*** Passage ***
The findings published in the literature show that ultrasound is an accurate technique for the initial diagnosis of patients with suspected CD. In the meta-analyses and systematic reviews conducted to evaluate the accuracy of ultrasound in the detection of IBD, the technique was concluded to be appropriate to either confirm or rule out the diagnosis10,11. The diagnosis of CD relies primarily on the measurement of wall thickness. Based on the criterion of a wall thickness >3 mm, the published results are: accuracy: 90–93%, sensitivity: 85–97%, and specificity: 83–97%. Sensitivity varies depending on the location of the disease, with higher values for anatomical areas that are easily accessible using ultrasound, such as the terminal ileum (Fig. 2) and the left colon, while lower accuracy was observed in the rectum, the proximal intestinal tracts (jejunum) or those located in the deep pelvis. Sensitivity also decreases in cases with initial mucous lesions or aphthoid ulcers, as these do not cause significant wall thickening. Several studies conducted with ultrasound contrast agents have shown that the presence of enhancement in the wall of intestinal segments with a wall thickness <3 mm increases sensitivity in the diagnosis of CD7,13.

CD affects the digestive tract in a discontinuous manner; thus, various segments may be affected, with areas of normal intestine between them. When evaluating the exact extent of involvement, namely via intestinal segments, ultrasound results are inferior, with a sensitivity and specificity of 83–88% and 93–95%, respectively, although there are no significant differences with respect to CT or MRI11. From a practical point of view, the detection of more or fewer segments does not generally affect the treatment plan. Nevertheless, it is advisable to perform MR-enterography studies in cases of extensive involvement, suspected lesions of the upper intestine, or when surgery is planned. SICUS with the oral ingestion of nonabsorbable solutions can improve the results of ultrasound in detecting diseased segments14. The ECCO/ESGAR guidelines support the use of intestinal ultrasound for the study of the extent and location9.

Involvement of the appendix in CD is observed in up to 21% of cases in surgical series. Simultaneous involvement of the terminal ileum is nearly always present, whereas caecum thickening is observed in only about 50% of cases. In our experience, the presence of a hyperaemic appendix is very common (73%), with no significant difference with respect to the percentage of cases with hyperaemia found in acute appendicitis15. In the Emergency Department, when a patient has right iliac fossa pain and thickening of the appendix and of the terminal ileum, the signs suggestive of CD are:

  • Involvement of other intestinal segments.
  • Fibrofatty proliferation around the ileum.
  • Marked and irregular thickening of the submucosal ileum.
  • Ileal parietal thickness >5 mm and hyperaemia in the terminal ileum (the presence of the latter two signs had a positive predictive value of 96% and a negative predictive value of 73% for the diagnosis of CD)15.
    A hyperaemic appendix with no colour Doppler flow in the terminal ileum suggests acute appendicitis.

ULTRASOUND FINDINGS

The main ultrasound findings associated with inflammation in CD include wall thickening, wall ulcers, increased colour Doppler flow, increased enhancement after contrast injection, perienteric inflammation, fistulas, strictures, inflammatory masses and abscesses.
*** End of Passage ***
*** Dataset ***
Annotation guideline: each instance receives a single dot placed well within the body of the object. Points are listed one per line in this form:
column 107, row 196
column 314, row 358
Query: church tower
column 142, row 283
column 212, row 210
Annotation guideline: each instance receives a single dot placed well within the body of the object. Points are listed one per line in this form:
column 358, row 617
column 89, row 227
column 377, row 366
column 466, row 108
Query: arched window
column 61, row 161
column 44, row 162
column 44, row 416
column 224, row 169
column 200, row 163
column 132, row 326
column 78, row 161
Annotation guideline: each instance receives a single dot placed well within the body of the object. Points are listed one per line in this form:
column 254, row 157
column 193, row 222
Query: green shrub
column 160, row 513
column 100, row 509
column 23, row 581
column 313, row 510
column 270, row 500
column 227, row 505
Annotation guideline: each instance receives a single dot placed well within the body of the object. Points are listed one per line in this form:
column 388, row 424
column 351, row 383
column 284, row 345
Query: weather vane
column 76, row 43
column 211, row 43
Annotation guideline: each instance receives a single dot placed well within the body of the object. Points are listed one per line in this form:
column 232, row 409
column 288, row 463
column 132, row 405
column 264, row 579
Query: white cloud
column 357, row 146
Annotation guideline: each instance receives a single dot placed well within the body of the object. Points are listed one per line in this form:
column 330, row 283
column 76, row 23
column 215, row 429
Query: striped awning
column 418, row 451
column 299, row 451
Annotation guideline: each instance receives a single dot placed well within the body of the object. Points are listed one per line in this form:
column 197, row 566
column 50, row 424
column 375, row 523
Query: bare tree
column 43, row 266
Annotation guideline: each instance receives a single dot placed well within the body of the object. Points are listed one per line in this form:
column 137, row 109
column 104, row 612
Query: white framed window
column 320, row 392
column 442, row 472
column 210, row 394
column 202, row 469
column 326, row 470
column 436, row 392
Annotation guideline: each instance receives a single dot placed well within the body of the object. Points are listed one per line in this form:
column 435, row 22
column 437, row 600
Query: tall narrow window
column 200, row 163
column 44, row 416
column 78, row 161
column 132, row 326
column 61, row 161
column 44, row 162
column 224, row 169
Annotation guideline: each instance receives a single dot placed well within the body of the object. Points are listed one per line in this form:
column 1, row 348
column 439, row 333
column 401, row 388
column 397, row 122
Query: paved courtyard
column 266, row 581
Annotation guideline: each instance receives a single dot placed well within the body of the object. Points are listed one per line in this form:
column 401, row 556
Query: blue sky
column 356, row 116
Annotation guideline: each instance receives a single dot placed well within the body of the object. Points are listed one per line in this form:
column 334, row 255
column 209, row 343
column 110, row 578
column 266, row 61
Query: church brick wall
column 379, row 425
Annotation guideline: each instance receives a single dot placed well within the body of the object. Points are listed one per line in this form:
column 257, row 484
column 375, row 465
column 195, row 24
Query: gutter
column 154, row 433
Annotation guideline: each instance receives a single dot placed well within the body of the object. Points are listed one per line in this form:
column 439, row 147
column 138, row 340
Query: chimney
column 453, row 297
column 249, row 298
*** End of Dataset ***
Copy the ultrasound passage word for word, starting at the words "Involvement of the appendix" and ending after "other intestinal segments.". Use only the ultrasound passage, nothing else.

Involvement of the appendix in CD is observed in up to 21% of cases in surgical series. Simultaneous involvement of the terminal ileum is nearly always present, whereas caecum thickening is observed in only about 50% of cases. In our experience, the presence of a hyperaemic appendix is very common (73%), with no significant difference with respect to the percentage of cases with hyperaemia found in acute appendicitis15. In the Emergency Department, when a patient has right iliac fossa pain and thickening of the appendix and of the terminal ileum, the signs suggestive of CD are:

  • Involvement of other intestinal segments.